> **Reading passage**:
***

Subjective tinnitus is an auditory percept unrelated to an external sound source. The lack of curative treatments and limited understanding of its risk factors complicate the prevention and management of this distressing symptom. This study seeks to identify socio-demographic, psychological, and health-related risk factors predicting tinnitus presence (how often individuals perceive tinnitus) and severity separately, and their evolution over time.

Methods

Using the UK Biobank dataset which encompasses data on the socio-demographic, physical, mental and hearing health from more than 170,000 participants, we trained two distinct machine learning models to identify risk scores predicting tinnitus presence and severity separately. These models were used to predict tinnitus over time and were replicated in 463 individuals from the Tinnitus Research Initiative database.

***

> **Activity 1**: In one to three sentences, explain what the tinnitus study summary says makes tinnitus hard to prevent and manage.
> **Activity 2**: Write the next part of the tinnitus study summary, picking up right after its last sentence.
You won't need the records for any of this.

> **Record set**:

***

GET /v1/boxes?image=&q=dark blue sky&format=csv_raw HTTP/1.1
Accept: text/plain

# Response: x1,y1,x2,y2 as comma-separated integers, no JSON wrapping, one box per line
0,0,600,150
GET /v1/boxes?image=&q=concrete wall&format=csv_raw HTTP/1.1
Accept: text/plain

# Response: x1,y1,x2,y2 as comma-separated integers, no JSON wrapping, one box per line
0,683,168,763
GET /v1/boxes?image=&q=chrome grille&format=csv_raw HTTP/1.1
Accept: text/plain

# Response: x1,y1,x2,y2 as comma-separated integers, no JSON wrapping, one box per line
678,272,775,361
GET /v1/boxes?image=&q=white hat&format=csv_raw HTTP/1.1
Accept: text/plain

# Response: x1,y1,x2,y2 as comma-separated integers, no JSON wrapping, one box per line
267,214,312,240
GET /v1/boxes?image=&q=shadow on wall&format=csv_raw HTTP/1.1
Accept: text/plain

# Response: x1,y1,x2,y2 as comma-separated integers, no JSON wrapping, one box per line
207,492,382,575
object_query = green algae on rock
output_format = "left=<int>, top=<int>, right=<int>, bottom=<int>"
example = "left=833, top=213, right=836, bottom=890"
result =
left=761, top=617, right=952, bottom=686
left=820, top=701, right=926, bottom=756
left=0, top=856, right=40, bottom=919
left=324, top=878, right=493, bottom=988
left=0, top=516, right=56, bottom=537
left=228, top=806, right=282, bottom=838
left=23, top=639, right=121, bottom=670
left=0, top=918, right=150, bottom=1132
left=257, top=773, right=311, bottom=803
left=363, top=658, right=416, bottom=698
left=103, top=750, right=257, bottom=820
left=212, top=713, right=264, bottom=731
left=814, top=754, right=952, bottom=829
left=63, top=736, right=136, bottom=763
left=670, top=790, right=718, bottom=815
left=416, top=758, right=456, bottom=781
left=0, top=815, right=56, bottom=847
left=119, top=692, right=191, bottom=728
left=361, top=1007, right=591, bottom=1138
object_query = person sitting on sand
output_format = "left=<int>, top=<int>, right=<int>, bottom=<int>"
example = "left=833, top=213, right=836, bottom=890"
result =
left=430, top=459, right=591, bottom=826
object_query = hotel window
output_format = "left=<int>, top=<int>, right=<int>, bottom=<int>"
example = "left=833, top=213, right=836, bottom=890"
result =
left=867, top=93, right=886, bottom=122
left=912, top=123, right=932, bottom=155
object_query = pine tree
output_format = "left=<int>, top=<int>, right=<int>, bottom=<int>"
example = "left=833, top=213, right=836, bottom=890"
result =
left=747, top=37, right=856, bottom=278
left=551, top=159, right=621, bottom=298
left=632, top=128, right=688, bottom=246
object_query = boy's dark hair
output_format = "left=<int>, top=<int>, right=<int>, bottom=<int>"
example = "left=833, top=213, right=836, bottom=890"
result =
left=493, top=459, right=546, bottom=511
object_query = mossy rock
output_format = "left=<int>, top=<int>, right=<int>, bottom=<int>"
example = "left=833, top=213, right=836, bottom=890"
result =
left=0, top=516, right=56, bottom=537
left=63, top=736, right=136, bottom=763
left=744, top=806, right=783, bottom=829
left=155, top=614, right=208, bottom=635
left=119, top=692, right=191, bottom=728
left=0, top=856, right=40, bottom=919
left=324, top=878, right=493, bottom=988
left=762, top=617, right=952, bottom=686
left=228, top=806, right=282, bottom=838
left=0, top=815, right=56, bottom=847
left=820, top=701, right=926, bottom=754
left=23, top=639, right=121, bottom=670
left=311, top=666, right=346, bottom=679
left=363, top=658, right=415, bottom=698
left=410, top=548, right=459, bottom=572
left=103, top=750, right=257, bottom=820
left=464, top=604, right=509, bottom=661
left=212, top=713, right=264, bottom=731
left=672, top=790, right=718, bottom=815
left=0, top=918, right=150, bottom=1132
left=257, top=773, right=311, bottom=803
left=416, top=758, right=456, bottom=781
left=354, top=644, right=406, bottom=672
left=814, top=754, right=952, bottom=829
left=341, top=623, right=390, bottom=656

***

> **Final answer 1**: Tinnitus is hard to prevent and manage because there are no treatments that cure it. Its risk factors are also not well understood.

> **Final answer 2**:
Finding

Machine learning based approach identified hearing health as a primary risk factor for the presence and severity of tinnitus, while mood, neuroticism, hearing health, and sleep only predicted tinnitus severity. Only the severity model accurately predicted the evolution over nine years, with a large effect size for individuals developing severe tinnitus (Cohen’s d = 1.10, AUC-ROC = 0.70). To facilitate its clinical applications, we simplified the severity model and validated a five-item questionnaire to detect individuals at risk of developing severe tinnitus.

Interpretation

This study is the first to clearly identify risk factors predicting tinnitus presence and severity separately. Hearing health emerges as a major predictor of tinnitus presence, while mental health plays a crucial role in its severity. The successful prediction of the evolution of tinnitus severity over nine years based on socio-emotional, hearing and sleep factors suggests that modifying these factors could mitigate the impact of tinnitus. The newly developed questionnaire represents a significant advancement in identifying individuals at risk of severe tinnitus, for which early supportive care would be crucial.

Funding

Horizon Europe Marie Slodowska-Curie Actions, the Fondation des gueules cassées, the Fondation pour l’Audition, the Louise and Alan Edwards Foundation, the Canadian Institutes Health Research, the Institut TransMedTech and the Canada First Research Excellence Fund.